DOCUMENT →
Something about asking people for copious amounts of money to go on a under glorified vacation just makes me cringe. Annually, around $2 billion dollars are spent on short-term mission trips. I couldn't even begin to count how many letters my parents got when I was growing up asking them to donate money for a mission trip. Every time I would see one come through the mail, I would feel personally offended. Could you imagine what this money could do for charities in the United States instead of using it as an excuse to travel the world?

There are so many people in the United States that are in desperate need of help. Instead of taking a journey across the world, why not just take a trip out your back door? No matter where you live, I can promise you there are more than enough underprivileged, struggling people to help. Whether they're homeless, veterans, or people impacted by a natural disaster- the list could go on and on- there is always someone who seriously needs your help. These people are our neighbors, so why don't we feel compelled to help them?

In my opinion, a majority of people who go on short-term mission trips do it to make them feel better about themselves. They like feeling like they've made a difference in some underprivileged person's life and feeling somehow connected to them because they spent two weeks living in a place that is much less luxurious than they are used to. I guarantee you that you won't see someone go on a mission trip and not post millions of posts and pictures on social media making sure everyone sees how great of a person they are. They want the attention and the satisfaction that goes along with the trip.

PROMPT A →
In the piece about short-term mission trips, why does the writer believe most people go on them?
The text and the records have no connection to each other.

(Mask labeling examples)
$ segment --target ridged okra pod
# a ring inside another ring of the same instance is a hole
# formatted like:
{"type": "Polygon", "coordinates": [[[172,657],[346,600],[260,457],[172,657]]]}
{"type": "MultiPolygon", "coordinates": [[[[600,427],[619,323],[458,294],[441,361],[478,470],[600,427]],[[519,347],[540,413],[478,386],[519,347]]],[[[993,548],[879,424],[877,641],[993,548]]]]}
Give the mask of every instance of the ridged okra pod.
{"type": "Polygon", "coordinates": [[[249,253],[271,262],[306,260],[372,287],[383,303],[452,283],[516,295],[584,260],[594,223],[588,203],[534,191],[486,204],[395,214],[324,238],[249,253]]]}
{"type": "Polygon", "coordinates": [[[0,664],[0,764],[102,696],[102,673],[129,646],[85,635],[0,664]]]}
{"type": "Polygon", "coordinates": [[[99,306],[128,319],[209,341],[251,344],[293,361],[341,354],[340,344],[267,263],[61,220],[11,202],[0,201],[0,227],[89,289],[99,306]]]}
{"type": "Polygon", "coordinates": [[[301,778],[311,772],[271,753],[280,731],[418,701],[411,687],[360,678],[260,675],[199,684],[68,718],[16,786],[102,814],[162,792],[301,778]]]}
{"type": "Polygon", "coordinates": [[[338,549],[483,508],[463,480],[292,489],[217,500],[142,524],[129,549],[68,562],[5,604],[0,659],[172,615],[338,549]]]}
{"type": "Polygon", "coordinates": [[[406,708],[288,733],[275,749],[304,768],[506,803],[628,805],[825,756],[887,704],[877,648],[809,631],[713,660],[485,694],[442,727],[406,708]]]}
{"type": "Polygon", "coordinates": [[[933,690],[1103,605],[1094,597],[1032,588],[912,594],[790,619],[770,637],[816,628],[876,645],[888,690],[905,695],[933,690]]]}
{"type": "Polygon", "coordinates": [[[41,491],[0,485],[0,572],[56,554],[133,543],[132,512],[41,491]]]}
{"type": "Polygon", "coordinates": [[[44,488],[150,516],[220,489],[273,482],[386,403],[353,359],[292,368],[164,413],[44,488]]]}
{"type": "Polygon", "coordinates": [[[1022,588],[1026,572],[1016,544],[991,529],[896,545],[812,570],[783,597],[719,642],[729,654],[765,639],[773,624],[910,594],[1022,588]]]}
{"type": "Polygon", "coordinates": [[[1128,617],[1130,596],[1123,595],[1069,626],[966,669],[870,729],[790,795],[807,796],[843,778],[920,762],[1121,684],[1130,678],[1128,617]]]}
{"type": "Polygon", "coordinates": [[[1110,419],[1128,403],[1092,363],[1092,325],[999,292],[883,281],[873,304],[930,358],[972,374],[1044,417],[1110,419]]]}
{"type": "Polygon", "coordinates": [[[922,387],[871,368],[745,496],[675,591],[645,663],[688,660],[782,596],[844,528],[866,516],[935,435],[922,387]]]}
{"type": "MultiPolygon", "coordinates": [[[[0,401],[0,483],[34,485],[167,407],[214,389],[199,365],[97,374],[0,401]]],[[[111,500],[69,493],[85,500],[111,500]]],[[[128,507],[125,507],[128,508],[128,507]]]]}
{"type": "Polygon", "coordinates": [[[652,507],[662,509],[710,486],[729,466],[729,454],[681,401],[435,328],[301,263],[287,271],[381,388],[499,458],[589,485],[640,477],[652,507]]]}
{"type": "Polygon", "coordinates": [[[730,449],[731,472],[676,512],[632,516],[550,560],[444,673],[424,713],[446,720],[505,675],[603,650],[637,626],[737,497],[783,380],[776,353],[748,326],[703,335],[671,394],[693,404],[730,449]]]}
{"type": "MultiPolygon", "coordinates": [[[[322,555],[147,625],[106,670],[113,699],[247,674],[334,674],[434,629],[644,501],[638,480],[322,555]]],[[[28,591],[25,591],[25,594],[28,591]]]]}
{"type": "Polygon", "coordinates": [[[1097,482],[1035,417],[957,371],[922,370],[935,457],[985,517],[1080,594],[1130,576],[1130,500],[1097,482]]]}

PROMPT B →
Swap "ridged okra pod" for "green bean" in the records, from the first line through the line containing "Give the mask", and return only those lines.

EXERCISE ANSWER A →
The writer believes most people go to feel better about themselves, enjoying the sense that they've made a difference in an underprivileged person's life and feel connected to that person. The writer adds that they want the attention and satisfaction that come with the trip, which is why they post so much about it on social media.

EXERCISE ANSWER B →
$ segment --target green bean
# a ring inside another ring of the same instance is a hole
# formatted like:
{"type": "Polygon", "coordinates": [[[172,657],[346,600],[260,457],[172,657]]]}
{"type": "MultiPolygon", "coordinates": [[[[600,427],[619,323],[458,294],[441,361],[478,470],[600,427]],[[519,347],[540,413],[478,386],[519,347]]],[[[993,548],[879,424],[877,641],[993,548]]]]}
Give the mask of every instance of the green bean.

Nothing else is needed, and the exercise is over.